Things to do >>
a. For the abstract on β-radiation and K562 cells, decide whether each statement agrees with it. Answer yes or no for each, and quote the exact words that settle it. (i) The treated cells were irradiated at least three times a day for 3 consecutive days. (ii) The study found significant hyper-radiosensitivity. (iii) The average absorbed doses were obtained with a Geiger–Muller counter.
b. According to the abstract on β-radiation and K562 cells, why did the researchers use a Geiger–Muller counter and estimate a scaling factor? Answer in one to three sentences.

Excerpted text >>
Monte Carlo simulation for assessing absorbed dose effects of low-dose β-radiation (90 Sr/90 Y) on cytotoxicity and apoptotic death in K562 cells

Abstract

Objective: Most studies suggest that dose-specific radiation regimens are essential for optimal induction of cancer cell response. This study focused on determining β-radiation-absorbed dose (rad) effects on the cell viability, cytotoxicity, hypersensitivity, and cell death of K562 cells using experimental methods and Monte Carlo simulation (MCS). Materials and Methods: The K562 cells were cultured and irradiated with β-particles emitted from a strontium source in vitro, with the estimated daily activity of 1.238 μCi. The treated cells were radiated at least three times every day for 3 consecutive days. The cell viability and apoptosis were investigated in treated cells by 3-(4,5-dimethylthiazol-2-yl)-2,5-diphenyltetrazolium bromide assay, DNA electrophoresis, Hoechst dye, and inverted microscope. The average absorbed doses were obtained by MCS (MCNPX code). To verify simulation and experimental results, we used a Geiger–Muller counter and estimated a scaling factor. Results: The cytotoxic effects and cell death were induced in the treated groups via rad in a time-dependent manner. The highest apoptotic and cytotoxic effects were observed in cells after irradiation with β-particles for 120 min per day in 3 consecutive days. rads were determined using MCNPX code and cell survival rates were significantly reduced during irradiation periods. No significant hyper-radiosensitivity was found based on experimental and theoretical results. Conclusion: Despite the difficult calculation of the rad in the target cells and the scant information in this field, fortunately we have achieved significant theoretical data consistent with the experimental results. Our findings also introduced MCS as a better choice for evaluating of rad effects under different cellular conditions with high accuracy.

Record excerpts >>
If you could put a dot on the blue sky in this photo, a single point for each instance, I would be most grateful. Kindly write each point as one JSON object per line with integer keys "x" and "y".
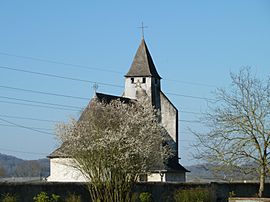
{"x": 194, "y": 44}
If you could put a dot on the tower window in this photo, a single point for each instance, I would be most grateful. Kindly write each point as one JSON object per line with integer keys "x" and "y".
{"x": 144, "y": 80}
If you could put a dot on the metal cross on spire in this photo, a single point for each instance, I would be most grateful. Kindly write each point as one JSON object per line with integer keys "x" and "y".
{"x": 95, "y": 87}
{"x": 143, "y": 27}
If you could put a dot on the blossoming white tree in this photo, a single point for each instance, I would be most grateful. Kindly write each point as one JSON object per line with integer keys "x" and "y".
{"x": 113, "y": 144}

List of answers >>
a.
(i) Yes: "The treated cells were radiated at least three times every day for 3 consecutive days."
(ii) No: "No significant hyper-radiosensitivity was found based on experimental and theoretical results."
(iii) No: "The average absorbed doses were obtained by MCS (MCNPX code)."

b. They used a Geiger–Muller counter and estimated a scaling factor to check the simulation results against the experimental results. The simulation results came from Monte Carlo simulation with the MCNPX code.